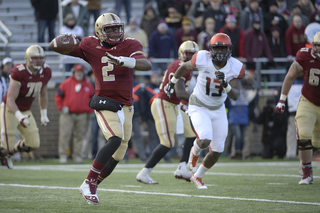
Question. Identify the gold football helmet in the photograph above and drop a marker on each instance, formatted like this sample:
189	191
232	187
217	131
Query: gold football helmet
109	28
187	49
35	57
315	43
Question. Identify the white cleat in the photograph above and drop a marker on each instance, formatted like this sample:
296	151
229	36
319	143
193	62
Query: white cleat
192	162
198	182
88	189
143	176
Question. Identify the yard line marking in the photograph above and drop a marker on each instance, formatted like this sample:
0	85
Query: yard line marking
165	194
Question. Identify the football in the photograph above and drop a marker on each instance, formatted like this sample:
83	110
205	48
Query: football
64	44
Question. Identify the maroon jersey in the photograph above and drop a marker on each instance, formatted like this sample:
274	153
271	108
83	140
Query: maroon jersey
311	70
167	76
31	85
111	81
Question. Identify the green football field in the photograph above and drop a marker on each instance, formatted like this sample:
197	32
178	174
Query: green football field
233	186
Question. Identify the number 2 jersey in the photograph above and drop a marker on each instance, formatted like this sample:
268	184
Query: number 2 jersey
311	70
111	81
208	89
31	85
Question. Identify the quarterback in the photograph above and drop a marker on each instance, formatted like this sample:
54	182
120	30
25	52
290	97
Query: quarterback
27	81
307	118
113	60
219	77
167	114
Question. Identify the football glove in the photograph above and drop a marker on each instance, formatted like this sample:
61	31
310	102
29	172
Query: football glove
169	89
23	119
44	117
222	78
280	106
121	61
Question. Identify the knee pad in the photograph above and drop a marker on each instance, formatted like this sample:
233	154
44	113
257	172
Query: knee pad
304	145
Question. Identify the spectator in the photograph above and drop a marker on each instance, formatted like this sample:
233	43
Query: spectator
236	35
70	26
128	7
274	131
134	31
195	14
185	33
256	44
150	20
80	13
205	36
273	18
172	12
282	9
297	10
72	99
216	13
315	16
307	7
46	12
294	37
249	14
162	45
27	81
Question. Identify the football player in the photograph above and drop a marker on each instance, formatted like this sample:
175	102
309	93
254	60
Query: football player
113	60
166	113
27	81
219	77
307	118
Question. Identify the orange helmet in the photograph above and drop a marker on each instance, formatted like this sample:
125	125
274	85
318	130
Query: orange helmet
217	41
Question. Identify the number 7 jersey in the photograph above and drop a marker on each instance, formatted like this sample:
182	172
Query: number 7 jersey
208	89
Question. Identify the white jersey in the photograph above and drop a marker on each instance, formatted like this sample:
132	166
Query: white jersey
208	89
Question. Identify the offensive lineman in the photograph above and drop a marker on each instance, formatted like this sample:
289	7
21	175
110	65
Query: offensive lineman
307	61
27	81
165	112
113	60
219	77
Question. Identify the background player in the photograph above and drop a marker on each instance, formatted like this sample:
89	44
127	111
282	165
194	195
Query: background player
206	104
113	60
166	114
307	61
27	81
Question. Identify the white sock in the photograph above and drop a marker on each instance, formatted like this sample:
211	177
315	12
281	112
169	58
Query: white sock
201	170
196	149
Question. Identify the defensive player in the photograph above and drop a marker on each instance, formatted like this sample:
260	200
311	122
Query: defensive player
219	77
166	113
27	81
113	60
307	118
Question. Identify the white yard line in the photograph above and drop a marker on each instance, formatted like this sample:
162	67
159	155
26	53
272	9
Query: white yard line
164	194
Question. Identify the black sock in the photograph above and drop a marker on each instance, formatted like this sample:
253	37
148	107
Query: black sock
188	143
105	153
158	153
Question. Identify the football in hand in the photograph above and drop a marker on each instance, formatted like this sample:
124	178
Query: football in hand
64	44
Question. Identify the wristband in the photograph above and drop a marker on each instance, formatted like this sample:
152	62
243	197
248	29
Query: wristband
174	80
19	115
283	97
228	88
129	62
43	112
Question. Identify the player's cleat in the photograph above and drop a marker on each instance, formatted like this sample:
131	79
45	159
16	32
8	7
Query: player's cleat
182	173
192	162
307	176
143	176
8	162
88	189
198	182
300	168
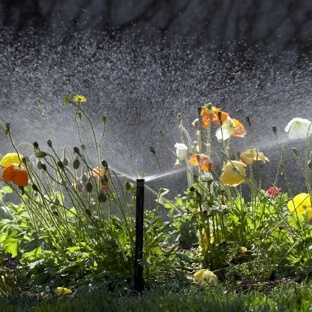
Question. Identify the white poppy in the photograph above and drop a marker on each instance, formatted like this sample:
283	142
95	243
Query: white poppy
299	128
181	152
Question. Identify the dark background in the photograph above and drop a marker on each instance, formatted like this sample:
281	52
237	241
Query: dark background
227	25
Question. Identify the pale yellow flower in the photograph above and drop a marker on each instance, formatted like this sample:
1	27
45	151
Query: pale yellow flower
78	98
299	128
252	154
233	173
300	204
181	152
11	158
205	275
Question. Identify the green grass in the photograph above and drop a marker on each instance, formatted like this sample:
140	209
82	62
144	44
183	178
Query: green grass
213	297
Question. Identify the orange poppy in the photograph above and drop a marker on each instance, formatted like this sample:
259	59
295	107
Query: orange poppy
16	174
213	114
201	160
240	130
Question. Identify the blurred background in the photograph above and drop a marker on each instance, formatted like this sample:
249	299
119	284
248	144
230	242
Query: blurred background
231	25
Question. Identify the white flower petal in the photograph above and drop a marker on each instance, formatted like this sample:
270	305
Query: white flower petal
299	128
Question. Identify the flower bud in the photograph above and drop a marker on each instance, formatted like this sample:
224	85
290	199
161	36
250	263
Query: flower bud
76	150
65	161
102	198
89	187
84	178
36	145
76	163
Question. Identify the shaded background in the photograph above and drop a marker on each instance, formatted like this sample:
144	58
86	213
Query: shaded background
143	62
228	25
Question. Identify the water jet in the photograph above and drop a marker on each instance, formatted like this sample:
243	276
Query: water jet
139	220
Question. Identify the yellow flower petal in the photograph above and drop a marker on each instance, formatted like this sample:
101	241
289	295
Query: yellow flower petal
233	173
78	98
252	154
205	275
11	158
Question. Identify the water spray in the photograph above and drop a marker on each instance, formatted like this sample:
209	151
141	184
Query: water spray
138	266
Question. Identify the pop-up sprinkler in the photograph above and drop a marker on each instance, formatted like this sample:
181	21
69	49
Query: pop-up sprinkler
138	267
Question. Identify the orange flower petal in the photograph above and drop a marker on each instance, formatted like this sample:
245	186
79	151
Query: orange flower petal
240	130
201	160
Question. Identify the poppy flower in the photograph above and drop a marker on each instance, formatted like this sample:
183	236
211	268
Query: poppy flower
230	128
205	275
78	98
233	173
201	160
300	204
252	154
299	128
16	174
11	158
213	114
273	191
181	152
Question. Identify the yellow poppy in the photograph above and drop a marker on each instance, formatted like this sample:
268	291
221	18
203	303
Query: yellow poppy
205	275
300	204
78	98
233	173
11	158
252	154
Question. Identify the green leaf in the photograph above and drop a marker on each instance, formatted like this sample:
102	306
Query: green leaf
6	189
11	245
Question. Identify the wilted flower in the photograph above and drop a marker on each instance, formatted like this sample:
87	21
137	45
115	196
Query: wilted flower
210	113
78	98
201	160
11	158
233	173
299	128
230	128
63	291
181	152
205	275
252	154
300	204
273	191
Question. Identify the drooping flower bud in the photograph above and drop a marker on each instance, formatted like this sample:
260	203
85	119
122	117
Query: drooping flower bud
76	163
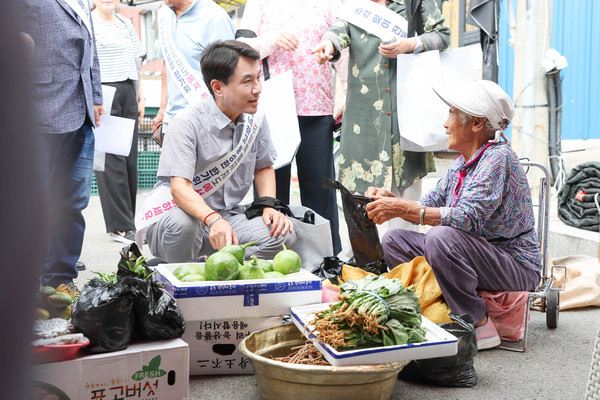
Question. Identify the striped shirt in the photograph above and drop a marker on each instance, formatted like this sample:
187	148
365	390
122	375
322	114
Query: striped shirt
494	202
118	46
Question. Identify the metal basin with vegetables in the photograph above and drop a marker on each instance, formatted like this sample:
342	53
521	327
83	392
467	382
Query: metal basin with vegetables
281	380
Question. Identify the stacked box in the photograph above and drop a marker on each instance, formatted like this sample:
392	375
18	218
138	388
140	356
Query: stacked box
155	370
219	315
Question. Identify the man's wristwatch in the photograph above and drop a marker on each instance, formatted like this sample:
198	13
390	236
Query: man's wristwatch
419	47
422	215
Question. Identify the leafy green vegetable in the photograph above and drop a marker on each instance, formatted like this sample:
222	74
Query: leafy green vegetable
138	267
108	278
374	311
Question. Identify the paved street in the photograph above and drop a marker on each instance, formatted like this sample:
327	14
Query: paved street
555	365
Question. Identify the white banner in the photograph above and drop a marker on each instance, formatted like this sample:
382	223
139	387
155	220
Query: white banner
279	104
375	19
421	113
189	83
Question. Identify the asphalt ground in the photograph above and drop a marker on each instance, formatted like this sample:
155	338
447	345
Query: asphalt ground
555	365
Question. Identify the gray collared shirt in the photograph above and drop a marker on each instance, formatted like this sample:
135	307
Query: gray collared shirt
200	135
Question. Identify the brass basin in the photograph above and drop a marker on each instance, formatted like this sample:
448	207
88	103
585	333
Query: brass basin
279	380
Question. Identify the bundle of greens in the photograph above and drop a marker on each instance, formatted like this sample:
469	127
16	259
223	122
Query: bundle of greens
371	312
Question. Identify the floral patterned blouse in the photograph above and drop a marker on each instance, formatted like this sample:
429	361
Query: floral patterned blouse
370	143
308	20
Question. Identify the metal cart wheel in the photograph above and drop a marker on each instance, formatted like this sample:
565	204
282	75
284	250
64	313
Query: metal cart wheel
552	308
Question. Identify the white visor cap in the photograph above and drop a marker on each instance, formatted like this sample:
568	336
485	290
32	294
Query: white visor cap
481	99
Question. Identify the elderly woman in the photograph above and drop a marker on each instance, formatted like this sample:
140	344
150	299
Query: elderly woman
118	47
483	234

⁂

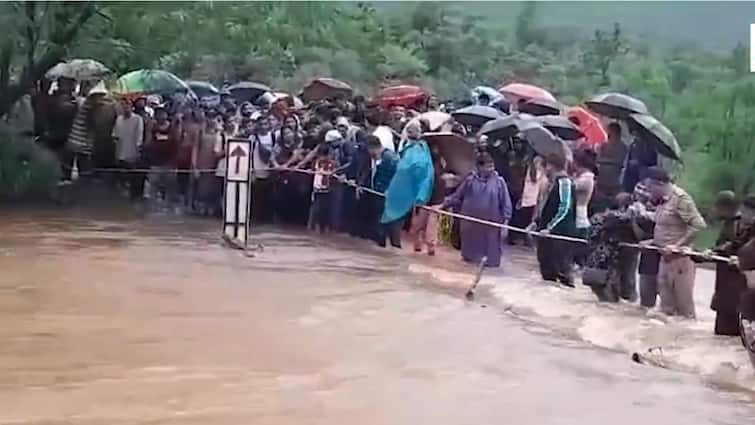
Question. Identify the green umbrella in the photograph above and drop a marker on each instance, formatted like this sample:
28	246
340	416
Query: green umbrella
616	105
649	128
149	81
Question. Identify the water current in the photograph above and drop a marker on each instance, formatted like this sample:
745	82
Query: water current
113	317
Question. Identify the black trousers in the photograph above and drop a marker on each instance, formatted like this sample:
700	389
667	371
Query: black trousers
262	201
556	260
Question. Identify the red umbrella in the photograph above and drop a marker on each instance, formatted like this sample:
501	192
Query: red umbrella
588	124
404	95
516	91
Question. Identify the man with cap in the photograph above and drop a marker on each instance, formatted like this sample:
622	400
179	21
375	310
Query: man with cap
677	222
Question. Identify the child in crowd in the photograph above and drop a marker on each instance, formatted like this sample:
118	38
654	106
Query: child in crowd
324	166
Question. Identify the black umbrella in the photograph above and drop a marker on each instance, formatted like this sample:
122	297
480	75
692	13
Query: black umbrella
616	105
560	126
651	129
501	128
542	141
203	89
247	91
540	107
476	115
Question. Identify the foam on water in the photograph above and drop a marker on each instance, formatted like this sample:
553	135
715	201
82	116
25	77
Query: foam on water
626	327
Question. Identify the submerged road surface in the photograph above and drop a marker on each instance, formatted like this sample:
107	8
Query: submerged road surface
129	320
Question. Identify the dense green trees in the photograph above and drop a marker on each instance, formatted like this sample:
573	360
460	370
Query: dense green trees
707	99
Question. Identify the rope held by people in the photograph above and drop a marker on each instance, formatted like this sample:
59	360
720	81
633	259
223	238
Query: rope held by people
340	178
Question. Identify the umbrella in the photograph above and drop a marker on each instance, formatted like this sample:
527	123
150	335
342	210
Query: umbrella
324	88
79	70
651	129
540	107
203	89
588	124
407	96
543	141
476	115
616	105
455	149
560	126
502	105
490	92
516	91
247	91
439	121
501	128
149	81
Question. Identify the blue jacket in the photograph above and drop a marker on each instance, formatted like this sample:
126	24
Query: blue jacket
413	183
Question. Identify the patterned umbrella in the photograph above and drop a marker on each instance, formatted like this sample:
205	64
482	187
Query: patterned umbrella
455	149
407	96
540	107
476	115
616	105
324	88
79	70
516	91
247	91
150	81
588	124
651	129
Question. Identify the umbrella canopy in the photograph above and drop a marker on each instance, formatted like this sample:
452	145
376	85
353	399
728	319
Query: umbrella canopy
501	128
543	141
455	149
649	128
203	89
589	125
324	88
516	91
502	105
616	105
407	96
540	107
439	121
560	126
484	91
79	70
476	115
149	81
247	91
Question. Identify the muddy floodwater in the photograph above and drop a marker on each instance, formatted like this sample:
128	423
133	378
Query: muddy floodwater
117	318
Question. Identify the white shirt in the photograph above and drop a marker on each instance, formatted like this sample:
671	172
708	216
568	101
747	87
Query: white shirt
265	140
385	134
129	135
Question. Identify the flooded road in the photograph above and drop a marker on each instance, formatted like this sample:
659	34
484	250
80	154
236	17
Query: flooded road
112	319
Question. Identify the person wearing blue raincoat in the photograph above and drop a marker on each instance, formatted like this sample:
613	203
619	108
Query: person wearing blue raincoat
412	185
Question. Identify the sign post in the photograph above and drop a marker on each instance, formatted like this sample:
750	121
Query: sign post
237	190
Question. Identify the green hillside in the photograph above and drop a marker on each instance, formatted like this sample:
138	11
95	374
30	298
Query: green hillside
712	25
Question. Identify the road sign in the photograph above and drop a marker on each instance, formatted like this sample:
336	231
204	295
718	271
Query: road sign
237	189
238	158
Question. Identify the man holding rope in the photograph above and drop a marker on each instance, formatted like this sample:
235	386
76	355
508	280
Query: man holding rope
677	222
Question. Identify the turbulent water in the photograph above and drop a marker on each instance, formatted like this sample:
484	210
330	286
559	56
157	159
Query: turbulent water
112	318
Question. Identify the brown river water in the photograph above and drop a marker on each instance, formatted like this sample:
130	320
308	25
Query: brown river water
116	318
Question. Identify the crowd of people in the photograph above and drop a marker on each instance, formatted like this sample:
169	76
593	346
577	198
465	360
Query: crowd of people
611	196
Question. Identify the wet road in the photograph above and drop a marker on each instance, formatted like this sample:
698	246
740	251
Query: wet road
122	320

⁂

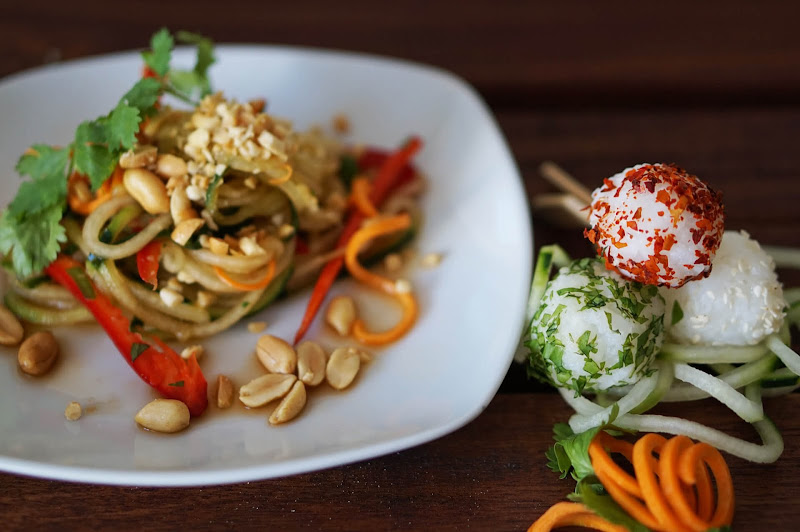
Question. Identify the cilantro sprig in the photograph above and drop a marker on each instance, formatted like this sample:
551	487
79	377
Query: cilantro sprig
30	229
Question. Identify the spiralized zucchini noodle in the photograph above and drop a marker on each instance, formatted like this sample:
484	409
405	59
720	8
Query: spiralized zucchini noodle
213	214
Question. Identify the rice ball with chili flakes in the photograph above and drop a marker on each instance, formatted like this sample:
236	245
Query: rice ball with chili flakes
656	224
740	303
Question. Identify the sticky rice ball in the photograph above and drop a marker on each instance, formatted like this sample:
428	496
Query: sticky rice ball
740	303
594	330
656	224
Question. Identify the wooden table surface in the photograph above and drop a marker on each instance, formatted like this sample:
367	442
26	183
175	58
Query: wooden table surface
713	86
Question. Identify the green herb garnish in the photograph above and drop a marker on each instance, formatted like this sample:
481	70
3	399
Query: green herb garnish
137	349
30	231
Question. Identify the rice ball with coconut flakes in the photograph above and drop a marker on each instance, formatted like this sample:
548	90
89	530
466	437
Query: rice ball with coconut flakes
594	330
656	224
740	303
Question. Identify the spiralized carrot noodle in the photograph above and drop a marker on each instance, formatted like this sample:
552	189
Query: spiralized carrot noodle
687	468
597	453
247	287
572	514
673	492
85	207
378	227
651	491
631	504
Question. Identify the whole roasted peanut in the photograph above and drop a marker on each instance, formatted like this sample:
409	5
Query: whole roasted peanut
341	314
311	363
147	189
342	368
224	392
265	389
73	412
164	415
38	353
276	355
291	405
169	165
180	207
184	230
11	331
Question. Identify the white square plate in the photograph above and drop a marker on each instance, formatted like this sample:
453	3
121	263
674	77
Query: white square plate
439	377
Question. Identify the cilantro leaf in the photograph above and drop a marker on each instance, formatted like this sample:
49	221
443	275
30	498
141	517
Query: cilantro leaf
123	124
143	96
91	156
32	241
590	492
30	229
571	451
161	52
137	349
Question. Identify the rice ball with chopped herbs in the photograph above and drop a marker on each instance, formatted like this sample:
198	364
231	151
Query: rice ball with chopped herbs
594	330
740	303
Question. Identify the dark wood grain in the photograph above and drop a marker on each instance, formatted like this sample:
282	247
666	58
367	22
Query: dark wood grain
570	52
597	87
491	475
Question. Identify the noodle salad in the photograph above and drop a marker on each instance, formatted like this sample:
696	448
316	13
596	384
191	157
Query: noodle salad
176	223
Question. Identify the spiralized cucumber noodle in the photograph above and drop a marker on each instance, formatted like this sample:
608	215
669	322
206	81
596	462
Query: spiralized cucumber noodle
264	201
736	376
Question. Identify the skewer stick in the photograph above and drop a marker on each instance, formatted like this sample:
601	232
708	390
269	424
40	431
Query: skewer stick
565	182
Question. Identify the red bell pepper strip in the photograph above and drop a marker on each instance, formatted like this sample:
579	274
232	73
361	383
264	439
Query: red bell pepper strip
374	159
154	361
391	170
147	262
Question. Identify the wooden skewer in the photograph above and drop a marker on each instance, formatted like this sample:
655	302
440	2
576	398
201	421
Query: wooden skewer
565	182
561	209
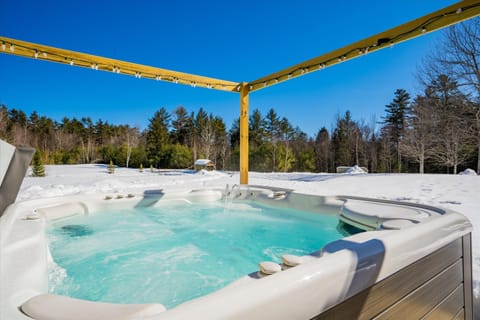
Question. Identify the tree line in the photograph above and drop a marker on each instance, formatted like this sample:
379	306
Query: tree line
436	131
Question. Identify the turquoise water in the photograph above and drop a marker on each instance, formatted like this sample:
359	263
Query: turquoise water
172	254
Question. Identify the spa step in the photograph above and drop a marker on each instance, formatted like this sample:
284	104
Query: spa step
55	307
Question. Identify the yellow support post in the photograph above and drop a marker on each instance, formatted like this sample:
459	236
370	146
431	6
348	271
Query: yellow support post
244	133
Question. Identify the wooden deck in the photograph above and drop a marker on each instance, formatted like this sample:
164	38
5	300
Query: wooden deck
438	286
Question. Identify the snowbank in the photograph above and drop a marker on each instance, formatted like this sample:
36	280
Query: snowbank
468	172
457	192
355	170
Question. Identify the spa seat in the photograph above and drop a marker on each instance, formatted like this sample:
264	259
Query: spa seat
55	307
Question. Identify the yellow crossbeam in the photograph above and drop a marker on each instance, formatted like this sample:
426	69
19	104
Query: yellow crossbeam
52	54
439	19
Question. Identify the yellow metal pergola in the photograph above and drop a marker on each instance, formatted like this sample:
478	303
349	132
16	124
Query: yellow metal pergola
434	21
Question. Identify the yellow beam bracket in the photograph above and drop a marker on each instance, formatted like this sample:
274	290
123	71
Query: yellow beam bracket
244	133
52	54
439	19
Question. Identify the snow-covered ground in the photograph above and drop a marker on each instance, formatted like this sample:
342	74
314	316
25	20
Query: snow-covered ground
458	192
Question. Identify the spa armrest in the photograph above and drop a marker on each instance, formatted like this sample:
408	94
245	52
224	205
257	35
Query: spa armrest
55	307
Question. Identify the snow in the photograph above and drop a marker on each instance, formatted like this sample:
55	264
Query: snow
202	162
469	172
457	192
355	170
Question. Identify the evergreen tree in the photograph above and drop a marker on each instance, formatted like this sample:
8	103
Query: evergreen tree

⁂

STATED PROBLEM: Show every line in the rows above that contains the string "number", copying each line in full.

ANSWER FOR THIS EXERCISE:
Question. Identify the number 2 jersey in the photograph above and drop a marker on each instance, formatted like this sample:
Query: number 2 jersey
Question. Identify the number 7 jersey in the photograph above and drop a marker on each instance, formatted like this sample:
Query: number 7 jersey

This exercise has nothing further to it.